Activity:
Write the next part of the passage about the Cheyenne River Episcopal Mission, beginning after its final line.

Passage provided:

*** Begin section ***

Cheyenne River Episcopal Mission

Life on the Cheyenne River Reservation can be very harsh. The problems include poverty, poor education, sub-standard health care, and high levels of substance abuse. Given that there are very few job prospects on the Reservation, "hope” is not the first word that comes to mind.

 BUT... the Reverends Ellen and Kurt Huber have found an innovative way to bring the Gospel message to the Reservation. They bought a ranch and created a camp for the children, a camp with Scripture study - and horses and ponies! This celebration of Native American culture is intentionally designed to be the inverse of the boarding school experience. The children - and their parents and grandparents - express that the camp brings them joy, and pride, and ... hope. The donations from the November 11 2023 Upstairs/Downstairs concert will go towards the support of the camp and the sponsorship of "Fall Family Day" at the Reservation.

From Father Kurt and Mother Ellen Huber – “Cheyenne River Episcopal Mission serves the people who live in the Cheyenne River Sioux Reservation - and that includes visitors! We celebrate and worship together in churches, we feed one another, love one another, teach, learn, mourn, play, repent, assist, build, ride and most of all, listen, bear witness and walk the Way of Love - and when we forget to do that, we try again!”

To learn more about the Cheyenne River Episcopal mission, and the Black Horse Ranch, visit their website at: https://www.cheyenneriverepiscopalmission.com/

Camp!

*** End section ***

Data excerpts:

*** Begin section ***

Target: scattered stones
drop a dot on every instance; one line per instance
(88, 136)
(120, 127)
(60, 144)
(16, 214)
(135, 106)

*** End section ***
*** Begin section ***

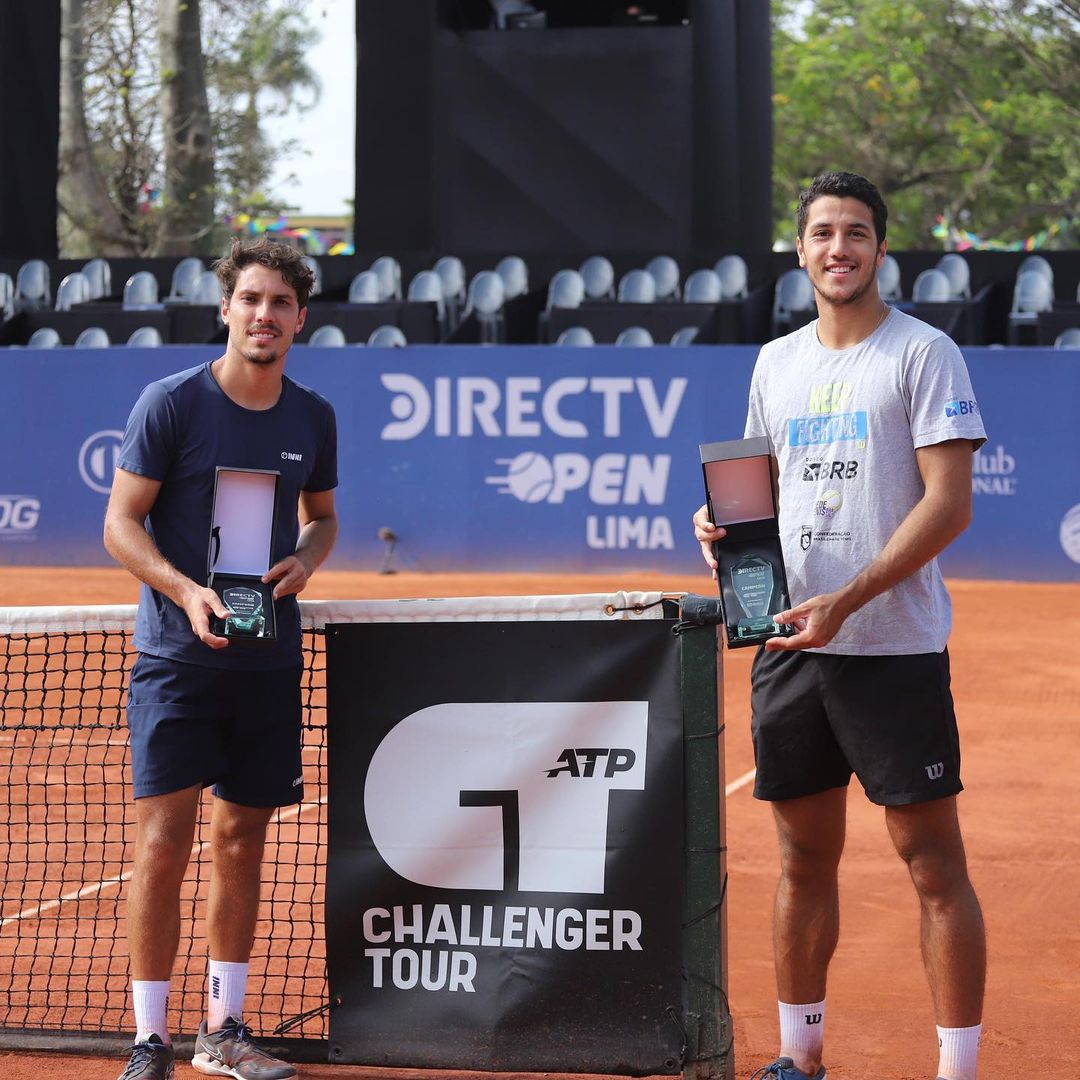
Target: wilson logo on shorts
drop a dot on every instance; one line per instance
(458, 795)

*** End section ***
*** Begin section ***

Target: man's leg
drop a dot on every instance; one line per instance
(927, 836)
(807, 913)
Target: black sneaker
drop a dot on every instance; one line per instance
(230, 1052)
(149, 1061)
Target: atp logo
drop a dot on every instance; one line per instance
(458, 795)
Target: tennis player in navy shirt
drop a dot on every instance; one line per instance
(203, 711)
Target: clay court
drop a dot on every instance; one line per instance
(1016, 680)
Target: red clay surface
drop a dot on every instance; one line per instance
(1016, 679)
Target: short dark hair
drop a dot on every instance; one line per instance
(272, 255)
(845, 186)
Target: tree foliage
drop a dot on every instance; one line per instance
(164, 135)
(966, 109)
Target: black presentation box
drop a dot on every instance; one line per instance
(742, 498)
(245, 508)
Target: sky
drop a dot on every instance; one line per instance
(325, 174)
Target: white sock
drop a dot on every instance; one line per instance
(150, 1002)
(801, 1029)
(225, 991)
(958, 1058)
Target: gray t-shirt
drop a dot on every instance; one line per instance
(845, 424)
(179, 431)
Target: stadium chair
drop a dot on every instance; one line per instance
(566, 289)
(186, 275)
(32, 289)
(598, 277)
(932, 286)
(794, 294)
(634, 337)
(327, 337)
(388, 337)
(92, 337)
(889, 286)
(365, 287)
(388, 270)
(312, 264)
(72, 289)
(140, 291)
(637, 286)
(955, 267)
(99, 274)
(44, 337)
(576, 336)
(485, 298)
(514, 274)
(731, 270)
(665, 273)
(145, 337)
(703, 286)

*** End section ***

Answer to the problem:
A word from Father Huber of the Cheyenne River Episcopal Mission


CHEYENNE RIVER INDIAN RESERVATION - ANNUAL MISSION TRIP

Since 2014 St. Barnabas has been sending mission teams to the Cheyenne River Indian Reservation in South Dakota. We go to live among our Lakota sisters and brothers, to listen and learn, to share stories and the love of Jesus, and by God’s grace, absorb some measure of their grief and pain. We are guided by the theology of “Being with.” Being with involves dimensions of presence, participation, attention, delight and mystery (see Incarnational Mission by Samuel Wells).

In the summer of 2019, the team became “the hands and feet” of the only priest serving ten churches on the reservation. She had recently fallen through a rotting floorboard and snapped the bone in her leg, and as a result she was confined to crutches. One of our small projects was repainting a church sign, and the background was to be white. A young Indigenous man walking by stopped, and then sadly commented, “I wish someone could paint me white.” This experience gave us a whole new awareness of the cruelty of racism.

Each year we are inspired by the faith and resilience of our Lakota friends. We are so grateful for the hospitality, generosity and kindness of the people we come to serve.

Because of the Covid-19 pandemic our visit in 2020 had to be postponed. However, we hope to return in 2021, and in the meantime, we continue to help fund the Cheyenne River Episcopal Mission “Soup Kitchen.”